__Problem__. Format the lines starting at the one that contains "# Mark the region of the pruned" and ending at the one that contains "[[[181,20],[186,0],[138,0],[138,17],[146,33],[154,27],[174,30]]]" as a Markdown table with the columns Number and Line text. Skip blank lines.

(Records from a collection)
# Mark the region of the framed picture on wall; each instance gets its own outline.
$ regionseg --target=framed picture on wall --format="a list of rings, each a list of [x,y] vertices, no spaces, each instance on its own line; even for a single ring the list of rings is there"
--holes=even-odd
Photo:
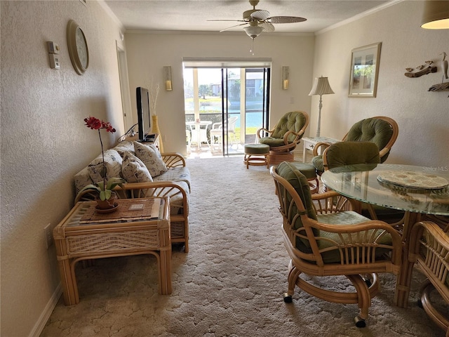
[[[349,97],[376,97],[382,42],[352,50]]]

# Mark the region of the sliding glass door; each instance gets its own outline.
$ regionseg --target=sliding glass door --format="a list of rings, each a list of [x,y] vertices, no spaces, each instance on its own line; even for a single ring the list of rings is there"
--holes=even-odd
[[[241,154],[267,127],[269,67],[185,67],[187,152],[196,157]]]

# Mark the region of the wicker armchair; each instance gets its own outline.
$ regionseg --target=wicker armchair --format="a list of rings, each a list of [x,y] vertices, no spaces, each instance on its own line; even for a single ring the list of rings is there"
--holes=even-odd
[[[162,159],[168,168],[185,166],[184,157],[179,154],[167,152],[161,154]],[[170,234],[173,244],[184,244],[185,253],[189,252],[189,192],[181,183],[172,180],[153,181],[149,183],[131,183],[117,186],[115,191],[121,199],[163,197],[170,197]],[[93,200],[96,193],[90,190],[76,196],[75,203],[80,201]]]
[[[398,127],[397,123],[389,117],[378,116],[367,118],[358,121],[352,126],[342,141],[365,141],[375,143],[379,148],[380,162],[387,160],[391,147],[398,138]],[[319,155],[319,151],[330,146],[327,143],[319,143],[314,147],[314,157],[311,163],[316,173],[321,176],[324,171],[323,156]],[[323,152],[324,154],[324,152]]]
[[[436,289],[449,305],[449,234],[431,221],[415,225],[412,230],[408,260],[417,263],[427,281],[421,287],[419,303],[449,337],[449,316],[438,312],[431,303],[430,293]]]
[[[292,111],[284,114],[272,130],[257,130],[259,143],[269,145],[270,164],[293,161],[295,150],[309,125],[309,115],[303,111]]]
[[[371,298],[379,291],[375,273],[399,277],[401,236],[388,224],[370,220],[350,211],[356,207],[335,192],[310,194],[305,177],[292,163],[272,166],[279,210],[283,219],[283,239],[290,258],[288,291],[284,301],[292,301],[295,286],[330,302],[358,303],[358,327],[366,325]],[[345,276],[356,292],[324,289],[300,277]],[[368,279],[361,274],[370,273]]]

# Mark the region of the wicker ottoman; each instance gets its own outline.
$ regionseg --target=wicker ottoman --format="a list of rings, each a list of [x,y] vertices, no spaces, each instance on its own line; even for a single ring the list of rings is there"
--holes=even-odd
[[[268,159],[267,156],[269,153],[269,145],[266,144],[246,144],[245,145],[245,157],[243,163],[246,164],[246,168],[250,165],[267,166],[268,168]]]
[[[294,161],[292,163],[292,164],[294,165],[296,168],[300,171],[301,173],[306,177],[307,181],[309,181],[309,185],[310,185],[310,192],[312,194],[318,193],[319,182],[318,180],[318,177],[316,176],[316,172],[315,171],[315,166],[314,166],[311,164],[299,163],[297,161]],[[312,181],[314,181],[314,183],[311,183]]]

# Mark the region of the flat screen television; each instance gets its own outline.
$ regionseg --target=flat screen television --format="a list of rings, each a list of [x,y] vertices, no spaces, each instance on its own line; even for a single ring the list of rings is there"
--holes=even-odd
[[[145,142],[151,131],[151,116],[149,114],[149,94],[148,89],[140,86],[135,89],[138,103],[138,124],[139,126],[139,140]]]

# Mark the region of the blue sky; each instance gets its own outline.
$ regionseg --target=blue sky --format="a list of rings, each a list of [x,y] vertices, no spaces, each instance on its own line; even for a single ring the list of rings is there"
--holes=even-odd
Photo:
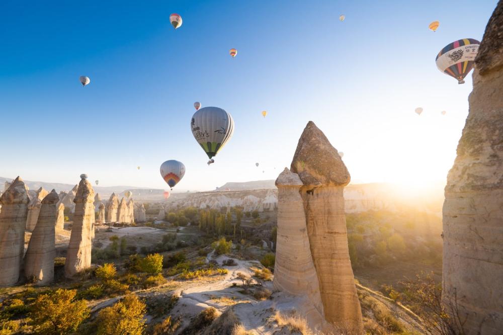
[[[496,2],[2,1],[0,176],[166,188],[159,166],[176,159],[180,190],[275,179],[312,120],[354,182],[445,181],[471,75],[458,85],[435,57],[480,40]],[[209,167],[196,101],[235,123]]]

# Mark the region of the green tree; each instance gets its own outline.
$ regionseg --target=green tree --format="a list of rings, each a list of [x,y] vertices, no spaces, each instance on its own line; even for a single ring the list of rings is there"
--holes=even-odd
[[[141,335],[145,328],[145,304],[136,295],[126,296],[98,315],[99,335]]]
[[[75,300],[76,290],[59,289],[37,297],[30,314],[37,333],[62,335],[76,331],[89,316],[86,300]]]

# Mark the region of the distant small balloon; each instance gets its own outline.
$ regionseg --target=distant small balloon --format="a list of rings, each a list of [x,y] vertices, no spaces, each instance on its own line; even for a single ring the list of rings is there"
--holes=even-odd
[[[85,75],[81,75],[78,80],[80,81],[80,83],[82,84],[82,86],[89,85],[89,83],[91,82],[91,79],[89,79],[89,77],[87,77]]]

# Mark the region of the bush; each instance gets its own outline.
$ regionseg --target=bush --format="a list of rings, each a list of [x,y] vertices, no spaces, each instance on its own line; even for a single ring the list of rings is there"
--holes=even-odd
[[[30,315],[35,332],[66,334],[75,331],[90,311],[86,300],[74,300],[76,293],[75,290],[59,289],[39,295]]]
[[[127,295],[98,315],[100,335],[141,335],[145,328],[145,305],[136,295]]]
[[[96,277],[102,280],[112,279],[115,277],[116,273],[117,270],[113,263],[105,263],[95,272]]]
[[[217,255],[228,254],[230,252],[230,248],[232,247],[232,241],[226,241],[225,237],[222,237],[218,241],[215,241],[211,243],[211,247],[215,249],[215,252],[216,253]]]
[[[276,257],[274,254],[269,253],[264,256],[262,259],[260,260],[260,263],[262,263],[262,265],[266,268],[273,268],[276,259]]]

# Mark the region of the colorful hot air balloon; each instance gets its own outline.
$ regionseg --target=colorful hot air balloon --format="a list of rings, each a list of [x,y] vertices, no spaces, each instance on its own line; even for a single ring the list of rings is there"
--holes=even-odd
[[[480,42],[473,38],[464,38],[447,44],[437,55],[437,67],[446,74],[457,79],[458,83],[464,83],[463,79],[473,67],[480,44]]]
[[[433,21],[433,22],[430,24],[430,25],[428,26],[428,28],[430,28],[430,30],[431,30],[432,31],[436,32],[437,31],[437,29],[438,29],[439,26],[440,25],[440,23],[438,21]]]
[[[234,133],[232,117],[218,107],[200,109],[192,116],[190,125],[192,134],[208,155],[210,161]]]
[[[176,13],[170,16],[170,22],[175,30],[182,27],[182,17]]]
[[[184,178],[185,174],[185,165],[178,160],[166,160],[160,165],[161,177],[172,190]]]
[[[91,82],[91,79],[89,79],[89,77],[87,77],[85,75],[81,75],[78,80],[80,81],[80,83],[82,84],[82,86],[89,85],[89,83]]]

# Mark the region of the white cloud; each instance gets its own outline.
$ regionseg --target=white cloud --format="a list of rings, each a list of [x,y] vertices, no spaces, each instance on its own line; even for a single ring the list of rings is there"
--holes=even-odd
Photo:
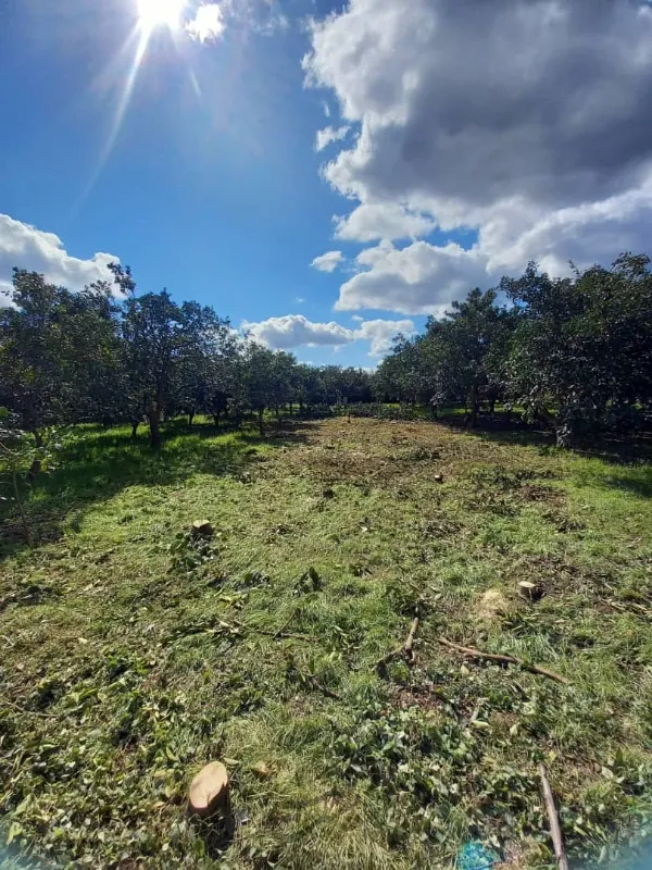
[[[96,253],[88,260],[72,257],[54,233],[0,214],[0,294],[11,285],[12,269],[27,269],[46,281],[80,290],[95,281],[112,281],[109,263],[120,262],[111,253]]]
[[[351,214],[335,217],[335,237],[346,241],[417,238],[437,227],[429,214],[411,211],[396,202],[365,202]]]
[[[250,332],[254,340],[275,350],[318,345],[349,345],[355,340],[352,330],[347,330],[335,322],[313,323],[303,314],[286,314],[283,318],[269,318],[260,323],[246,321],[242,328]]]
[[[188,34],[199,42],[220,39],[224,28],[224,10],[220,3],[199,7],[195,17],[186,24]]]
[[[315,139],[315,151],[323,151],[331,142],[341,141],[349,130],[350,126],[348,124],[337,128],[324,127],[324,129],[318,129]]]
[[[306,80],[360,128],[323,170],[356,203],[336,237],[413,239],[363,251],[339,310],[424,313],[529,259],[561,274],[649,248],[649,7],[350,0],[311,27]],[[477,243],[414,240],[435,228]]]
[[[486,258],[464,250],[414,241],[405,248],[381,243],[356,258],[360,271],[340,287],[337,311],[375,308],[403,314],[440,313],[453,299],[486,278]]]
[[[355,337],[371,341],[369,357],[381,357],[389,353],[397,335],[413,333],[414,323],[411,320],[365,320],[355,331]]]
[[[315,257],[311,265],[319,272],[334,272],[343,259],[344,254],[341,251],[327,251]]]
[[[286,314],[269,318],[260,323],[242,323],[254,341],[275,350],[292,350],[298,347],[331,347],[334,352],[353,341],[369,341],[369,356],[378,357],[391,350],[392,339],[399,333],[411,334],[411,320],[363,320],[356,318],[359,326],[349,330],[339,323],[314,323],[302,314]]]

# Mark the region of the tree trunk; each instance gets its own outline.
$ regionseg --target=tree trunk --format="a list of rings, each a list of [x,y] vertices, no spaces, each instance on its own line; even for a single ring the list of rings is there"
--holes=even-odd
[[[150,424],[150,447],[158,450],[161,447],[161,410],[155,405],[150,405],[147,412]]]
[[[471,417],[468,418],[468,427],[475,428],[478,422],[478,410],[479,410],[479,401],[478,401],[478,388],[472,387],[471,390]]]
[[[18,485],[18,474],[14,471],[12,475],[13,486],[14,486],[14,496],[16,498],[16,505],[18,506],[18,512],[21,514],[21,523],[23,525],[23,540],[27,546],[32,546],[32,530],[29,527],[29,521],[25,514],[25,507],[23,505],[23,498],[21,496],[21,487]]]

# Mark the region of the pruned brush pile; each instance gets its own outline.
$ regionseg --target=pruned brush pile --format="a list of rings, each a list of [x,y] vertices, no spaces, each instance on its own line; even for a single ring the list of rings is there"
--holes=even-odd
[[[80,430],[34,547],[4,539],[7,866],[453,868],[480,842],[554,867],[541,763],[572,866],[645,840],[650,464],[418,422],[198,430],[159,457]],[[212,760],[230,828],[187,813]]]

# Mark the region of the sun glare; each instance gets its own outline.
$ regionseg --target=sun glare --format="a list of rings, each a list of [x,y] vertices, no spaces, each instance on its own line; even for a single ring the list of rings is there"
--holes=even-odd
[[[181,20],[186,0],[138,0],[138,17],[146,33],[154,27],[174,30]]]

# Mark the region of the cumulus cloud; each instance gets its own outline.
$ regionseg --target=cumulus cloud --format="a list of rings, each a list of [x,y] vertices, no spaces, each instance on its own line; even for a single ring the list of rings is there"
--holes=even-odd
[[[186,30],[199,42],[220,39],[224,34],[224,10],[220,3],[199,7],[195,17],[186,24]]]
[[[369,357],[389,353],[397,335],[412,335],[414,323],[411,320],[363,320],[355,337],[371,341]]]
[[[111,253],[96,253],[88,260],[71,256],[54,233],[0,214],[0,296],[11,286],[12,269],[28,269],[51,284],[80,290],[95,281],[111,281],[109,263],[120,262]]]
[[[339,350],[343,345],[353,341],[369,341],[369,356],[378,357],[389,352],[392,339],[399,333],[414,332],[411,320],[363,320],[359,318],[359,326],[349,330],[339,323],[314,323],[303,314],[286,314],[281,318],[269,318],[260,323],[242,323],[242,330],[249,333],[254,341],[260,341],[274,350],[293,350],[298,347],[333,347]]]
[[[317,137],[315,139],[315,151],[323,151],[331,142],[339,142],[341,141],[347,133],[351,128],[348,124],[343,124],[341,127],[324,127],[324,129],[317,130]]]
[[[344,254],[341,251],[326,251],[315,257],[311,265],[319,272],[334,272],[343,259]]]
[[[269,318],[260,323],[244,322],[242,328],[247,330],[255,341],[275,350],[319,345],[349,345],[355,340],[352,330],[347,330],[335,322],[313,323],[303,314],[286,314],[283,318]]]
[[[393,202],[365,202],[335,222],[335,237],[346,241],[415,238],[437,226],[431,215]]]
[[[641,249],[652,224],[652,13],[631,0],[350,0],[313,22],[310,85],[359,128],[323,173],[373,249],[338,308],[417,313],[539,259]],[[380,246],[379,246],[380,247]]]
[[[338,311],[376,308],[403,314],[437,314],[486,277],[486,258],[456,244],[383,243],[356,258],[361,270],[340,287]]]

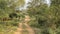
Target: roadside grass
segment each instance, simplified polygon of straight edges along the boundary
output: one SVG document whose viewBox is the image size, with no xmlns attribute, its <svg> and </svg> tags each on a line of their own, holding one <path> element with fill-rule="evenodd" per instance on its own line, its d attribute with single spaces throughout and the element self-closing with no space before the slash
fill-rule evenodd
<svg viewBox="0 0 60 34">
<path fill-rule="evenodd" d="M 0 34 L 13 34 L 18 27 L 19 20 L 0 21 Z"/>
</svg>

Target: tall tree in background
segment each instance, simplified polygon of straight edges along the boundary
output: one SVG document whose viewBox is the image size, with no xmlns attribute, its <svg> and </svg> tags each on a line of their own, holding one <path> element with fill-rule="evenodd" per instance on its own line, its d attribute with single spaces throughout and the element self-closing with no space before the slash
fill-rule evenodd
<svg viewBox="0 0 60 34">
<path fill-rule="evenodd" d="M 6 16 L 9 13 L 15 12 L 16 8 L 24 5 L 24 3 L 24 0 L 0 0 L 0 15 Z"/>
</svg>

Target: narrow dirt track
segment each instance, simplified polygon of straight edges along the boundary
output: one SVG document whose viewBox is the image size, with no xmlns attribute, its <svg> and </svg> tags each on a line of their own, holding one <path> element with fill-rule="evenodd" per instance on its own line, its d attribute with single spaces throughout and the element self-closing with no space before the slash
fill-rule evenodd
<svg viewBox="0 0 60 34">
<path fill-rule="evenodd" d="M 35 34 L 34 30 L 26 23 L 24 25 L 27 27 L 26 30 L 29 32 L 29 34 Z"/>
<path fill-rule="evenodd" d="M 29 16 L 26 16 L 25 18 L 25 23 L 19 23 L 19 27 L 17 28 L 16 32 L 14 32 L 14 34 L 23 34 L 23 30 L 27 30 L 28 34 L 35 34 L 34 30 L 27 24 L 29 21 Z M 23 26 L 26 26 L 25 29 L 23 29 Z"/>
</svg>

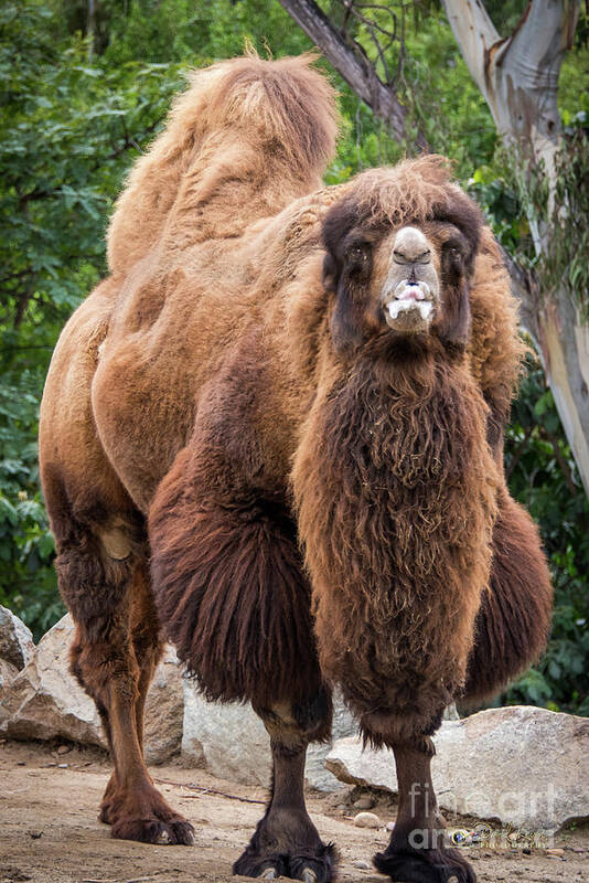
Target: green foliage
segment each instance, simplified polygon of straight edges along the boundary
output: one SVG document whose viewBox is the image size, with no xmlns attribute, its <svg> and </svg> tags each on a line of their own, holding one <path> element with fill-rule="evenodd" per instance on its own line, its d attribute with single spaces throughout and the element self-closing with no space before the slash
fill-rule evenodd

__The reply__.
| Number | Line text |
|---|---|
| 1 | # Mark the region of the pruned brush pile; each instance gets its own outline. |
| 2 | $ regionseg --target=pruned brush pile --format="a list of rings, each a list of [x,y] vertices, no spaces, each instance on its own line; even for a single ring the list of rings is there" |
| 3 | --holes=even-odd |
| 4 | [[[80,430],[34,547],[4,539],[7,866],[453,868],[480,842],[554,867],[541,763],[572,866],[645,840],[650,464],[418,422],[198,430],[159,457]],[[212,760],[230,828],[187,813]]] |
| 5 | # Mark the region of the sun glare; each instance gets its own outline. |
| 6 | $ regionseg --target=sun glare --format="a list of rings, each a list of [x,y] vertices, no spaces, each instance on its own line; even for a single ring the list of rings is there" |
| 7 | --holes=even-odd |
| 8 | [[[181,20],[186,0],[138,0],[138,17],[146,33],[154,27],[174,30]]] |